» Image point grounding data:
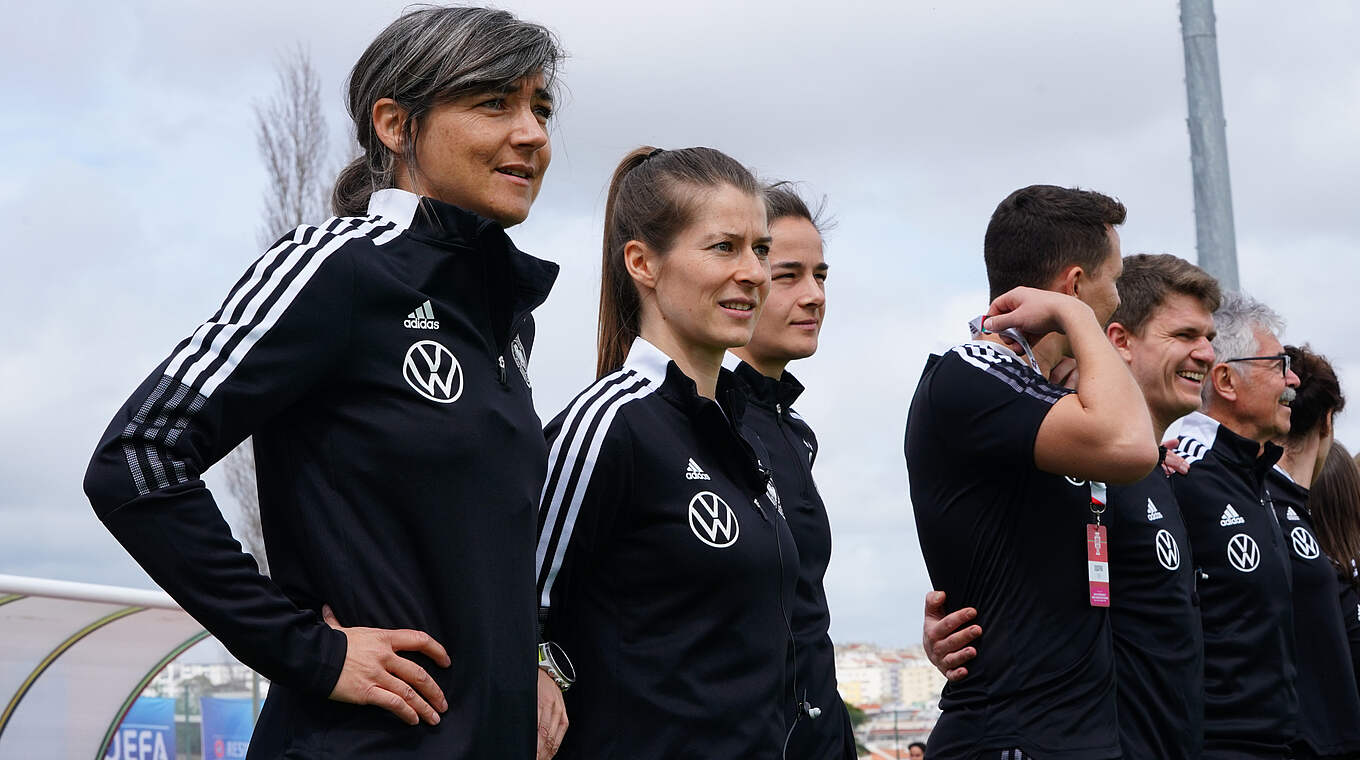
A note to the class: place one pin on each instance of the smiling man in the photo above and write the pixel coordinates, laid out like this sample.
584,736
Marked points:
1239,551
1163,329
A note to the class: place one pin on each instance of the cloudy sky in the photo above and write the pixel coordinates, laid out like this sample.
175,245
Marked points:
132,189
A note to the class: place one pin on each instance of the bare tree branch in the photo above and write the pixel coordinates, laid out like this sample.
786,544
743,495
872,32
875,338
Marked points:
291,136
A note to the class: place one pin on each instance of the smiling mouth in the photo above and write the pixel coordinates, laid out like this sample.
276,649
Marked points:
737,305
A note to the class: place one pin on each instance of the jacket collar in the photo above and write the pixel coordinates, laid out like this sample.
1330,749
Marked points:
677,388
718,423
763,390
1232,447
449,226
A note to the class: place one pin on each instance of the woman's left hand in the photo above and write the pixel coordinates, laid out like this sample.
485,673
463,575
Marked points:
552,717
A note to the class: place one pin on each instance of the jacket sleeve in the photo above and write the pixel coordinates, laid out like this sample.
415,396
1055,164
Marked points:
280,331
1351,613
589,475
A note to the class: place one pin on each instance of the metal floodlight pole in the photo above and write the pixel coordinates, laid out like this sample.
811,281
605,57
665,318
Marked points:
1215,238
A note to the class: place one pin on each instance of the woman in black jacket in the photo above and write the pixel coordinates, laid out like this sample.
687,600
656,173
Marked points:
788,329
378,360
665,564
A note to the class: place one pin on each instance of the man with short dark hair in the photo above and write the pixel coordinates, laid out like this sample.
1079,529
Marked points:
1000,454
1162,329
1239,551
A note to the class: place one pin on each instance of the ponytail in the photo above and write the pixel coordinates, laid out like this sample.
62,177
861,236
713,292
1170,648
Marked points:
653,196
352,189
619,303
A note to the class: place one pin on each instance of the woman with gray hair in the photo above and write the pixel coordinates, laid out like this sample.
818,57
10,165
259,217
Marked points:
380,362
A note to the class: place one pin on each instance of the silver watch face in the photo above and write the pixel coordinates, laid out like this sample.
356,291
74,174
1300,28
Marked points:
559,662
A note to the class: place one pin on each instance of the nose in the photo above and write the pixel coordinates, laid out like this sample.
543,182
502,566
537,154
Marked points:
813,294
1202,351
752,271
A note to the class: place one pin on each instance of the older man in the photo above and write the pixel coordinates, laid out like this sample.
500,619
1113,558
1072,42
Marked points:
1239,551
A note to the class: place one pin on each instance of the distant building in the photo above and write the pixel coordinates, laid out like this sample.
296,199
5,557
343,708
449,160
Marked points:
872,675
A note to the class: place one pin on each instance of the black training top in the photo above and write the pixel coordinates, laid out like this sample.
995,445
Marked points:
667,570
1009,540
793,449
1155,615
1351,615
1249,661
399,465
1329,703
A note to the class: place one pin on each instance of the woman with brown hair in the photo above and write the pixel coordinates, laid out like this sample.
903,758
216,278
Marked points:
665,566
1334,503
1329,707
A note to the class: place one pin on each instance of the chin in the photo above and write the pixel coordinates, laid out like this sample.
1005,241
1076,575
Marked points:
800,350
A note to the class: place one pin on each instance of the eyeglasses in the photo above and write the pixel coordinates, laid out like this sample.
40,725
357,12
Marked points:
1281,358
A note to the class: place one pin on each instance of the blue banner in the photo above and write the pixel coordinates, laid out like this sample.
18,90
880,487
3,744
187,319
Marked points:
146,733
227,725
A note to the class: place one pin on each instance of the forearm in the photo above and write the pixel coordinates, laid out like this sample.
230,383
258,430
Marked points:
1107,392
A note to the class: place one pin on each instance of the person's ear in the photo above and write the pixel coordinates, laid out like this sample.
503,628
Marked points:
1226,382
1069,282
1119,339
389,121
643,265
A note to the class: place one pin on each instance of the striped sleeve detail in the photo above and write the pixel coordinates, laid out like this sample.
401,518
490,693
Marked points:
1190,449
206,359
571,462
1011,371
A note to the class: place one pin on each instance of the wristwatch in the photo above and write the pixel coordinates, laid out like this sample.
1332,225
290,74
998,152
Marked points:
555,662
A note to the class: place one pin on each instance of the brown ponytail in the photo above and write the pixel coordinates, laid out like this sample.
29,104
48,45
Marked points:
653,196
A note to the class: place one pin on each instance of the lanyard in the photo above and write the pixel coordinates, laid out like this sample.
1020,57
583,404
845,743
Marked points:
975,329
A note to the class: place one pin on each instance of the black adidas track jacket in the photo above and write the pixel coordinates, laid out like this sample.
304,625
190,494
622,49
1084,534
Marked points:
793,449
1250,704
667,571
380,365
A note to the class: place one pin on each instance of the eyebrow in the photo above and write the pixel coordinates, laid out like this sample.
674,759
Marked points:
540,94
796,264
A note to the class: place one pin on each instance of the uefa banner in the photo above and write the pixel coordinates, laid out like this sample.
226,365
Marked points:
227,725
147,732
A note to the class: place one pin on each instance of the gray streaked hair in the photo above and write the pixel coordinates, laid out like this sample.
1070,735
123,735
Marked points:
1238,320
430,56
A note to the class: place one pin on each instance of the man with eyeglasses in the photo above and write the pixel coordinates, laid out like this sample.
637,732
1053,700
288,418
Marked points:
1241,554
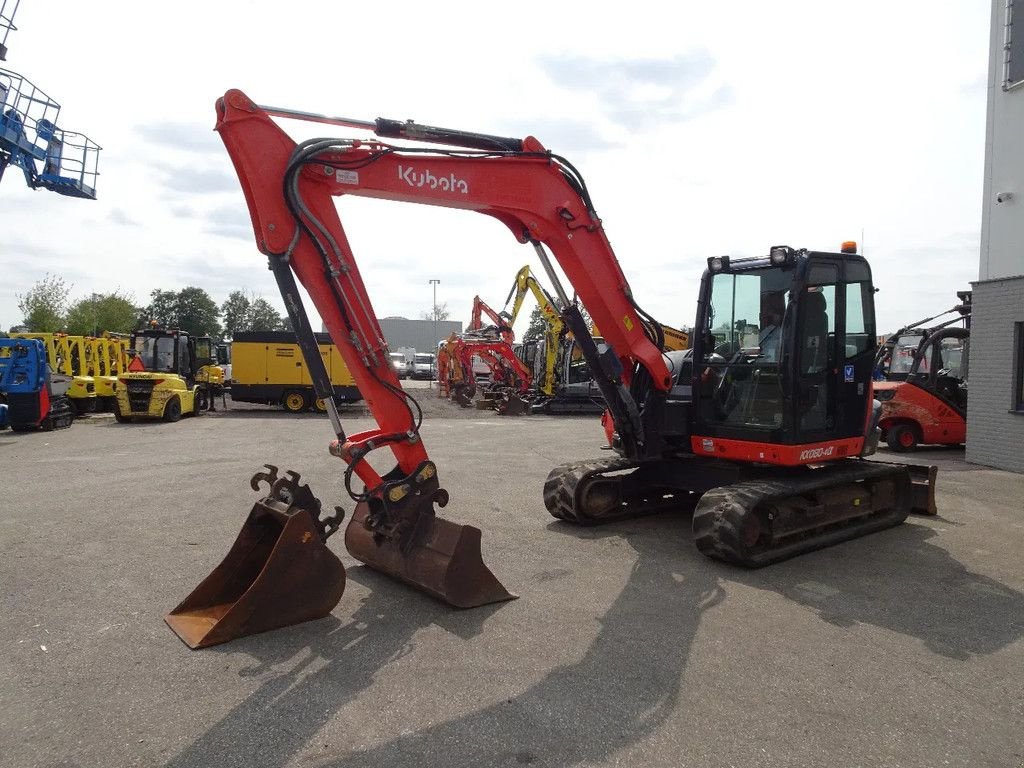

» WORK ITEM: Excluding the pictures, transcribe each entry above word for word.

» ANSWER TO THIS PROBLEM:
A note to the class: place one pin on each instance of the smiling man in the photo above and write the pixel coordinates, laid out like this sample.
584,736
Marked points:
1239,551
1163,329
A note to the class: place one pin on each instance of the cloudy sky in the photo above and write the pixel coordinates, laid out like this sample.
175,245
Marked points:
132,189
A note to the class: place one pin on each instance of the bare tree branch in the photo above and write the pixel coordinates, laid out like this sample.
786,544
743,495
872,32
875,338
Marked points:
291,136
A note to the class: place one pin on each instance of the smiling mouth in the photo above and write the pixel coordinates, laid out like this sample.
276,649
Marked points:
737,305
A note to the class: place one pin on each instance of the jacket collar in the photo above and write the pixel coordinates, laid out like this sample.
1330,749
Marked points:
677,388
718,423
763,390
1232,447
449,226
A note to the class: place one pin on each instance of the woman's left hand in the photo above and write the pixel coordinates, laid out like this sample.
485,673
463,575
Marked points:
552,717
A note to the class: place one pin on each instance of the jacket sleeve in the photo above and write the pixel coordinates, laid out like this sample.
415,396
1055,164
Marked points:
280,331
1351,613
589,475
A note to the class: place one pin on each instance of the metal floodlight pole in the photo above and write the pixel coordinates, laid out like this sample.
811,281
605,57
665,318
Marked points:
1215,238
A note to the class: place one pin on each instance of the woman in black jacket in the photo above and write the pixel coordinates, laid out like this sample.
687,600
656,173
Marked points:
788,329
378,360
665,564
A note to the class: place one pin on each instance of the man with short dark hair in the photo above and write the pixel coordinates, laid out like this sample.
1079,529
Marked points:
1000,454
1162,329
1239,551
A note to the class: place one pin on each instance of the ponytail in the photo above and write the pixel coordinates, laid out like this sample.
62,177
861,236
713,292
1170,648
Marked points:
653,196
352,189
619,303
A note to the class: place one pin on each instance of the woman with gray hair in the photo above and write the pixel coordinates, laid out like this sample.
818,57
10,165
259,217
Marked points:
380,362
A note to the class: place one pin on each instance of the silver watch face in the photo above and write the pixel coordinates, laid out like this sample.
356,291
74,174
1300,28
Marked points:
559,662
A note to the class: place one pin on each instance of the nose in the photo above and write the pixel coordinates, laid out like this sample.
543,182
502,566
537,154
Marked points:
813,294
1202,351
752,271
A note to the class: place one pin on each instance of the older man in the photo above and write the pixel coordinates, laid out like this sample.
500,619
1113,558
1072,42
Marked points:
1239,551
A note to the class: place one pin on each instance of the distant building in the photo above and write the pixel coordinates, laid out like this sample.
296,199
5,557
343,708
449,160
Marked points:
872,675
A note to the class: place one pin on each instance of the black training top in the photo above and write the pixel coordinates, laid out like this sample.
995,445
Marked points:
667,570
1009,540
793,449
1155,615
1351,615
1249,661
399,465
1329,703
A note to the class: place one pin on each instance of the woman with brown hair in the photo above and write the pixel coordinates, laid out like this sample.
903,758
216,278
Marked points:
665,566
1334,503
1329,707
A note to the class: place one pin on each instance of the chin in the photo above and write the pixel coordinates, laid out like this sample.
1005,241
1076,575
Marked points:
800,350
A note to the class: place one pin on each instance of the eyeglasses in the photo above and write the pixel coordinates, laid out like this sample.
40,725
357,12
Marked points:
1281,358
A note to the class: place one pin on each instance of the blue banner in the photo above and write the pixel coordinates, laid out like this sample.
18,90
880,487
3,744
187,319
Marked points:
146,733
227,725
A note to the class: place one pin on each instance of the forearm in the photo above and write the pixel coordinates, laid out like this sample.
230,383
258,430
Marked points:
1107,392
A note to the class: place one pin on each instance of the person's ear in the photo above and write the pixel coordinates, laid out like this sample.
503,628
Marked points:
1226,382
1069,282
1119,339
389,121
643,265
A note to the class: place one pin on each instance of the striped sleeve detail in the photo above and write the pixel coordinates, laid out like this sample.
401,518
490,693
Marked points:
1190,449
206,359
571,462
1011,371
A note to the class: place one pin on each instance of the wristwatch in the photo above and write the pixel coordinates, laid out like this sample.
1332,225
290,74
998,152
Marked points:
555,662
A note to the class: place one pin on each instance of the brown ponytail in the photo above and write the pixel coordinates, laid out like this sample.
29,104
48,45
Marked points:
653,196
A note to the class: place one pin on each instance of the lanyard in the photo above and write the pixel coordinates, laid out like this sample.
1020,57
583,404
845,743
Marked points:
975,329
A note to the class: place one pin on each instance of the black adidas track jacket in the photo above and write the pixel coordinates, laid out like this sample.
304,625
190,494
622,49
1084,534
Marked points:
793,449
1250,704
667,571
380,365
A note to the class: place one pin on each instance of the eyebrow in the photo above and write the pixel coordinates, laid out like this sample.
674,759
Marked points:
540,94
796,264
A note to the class: place one pin on each instance of the uefa banner in the photo above and write the pixel coordinates, laid out like this sample.
226,365
Marked points:
227,725
147,732
A note to the class: place one pin on each instance of the gray streaked hair in the photo above and write the pixel coordinates, laid out like this sample.
1070,735
123,735
Marked points:
1238,320
430,56
A note to the class: place one pin on each instance of the man with eyeglasses in the photo above and write the pixel coordinates, laid out like this sample.
637,732
1053,700
288,418
Marked points:
1241,554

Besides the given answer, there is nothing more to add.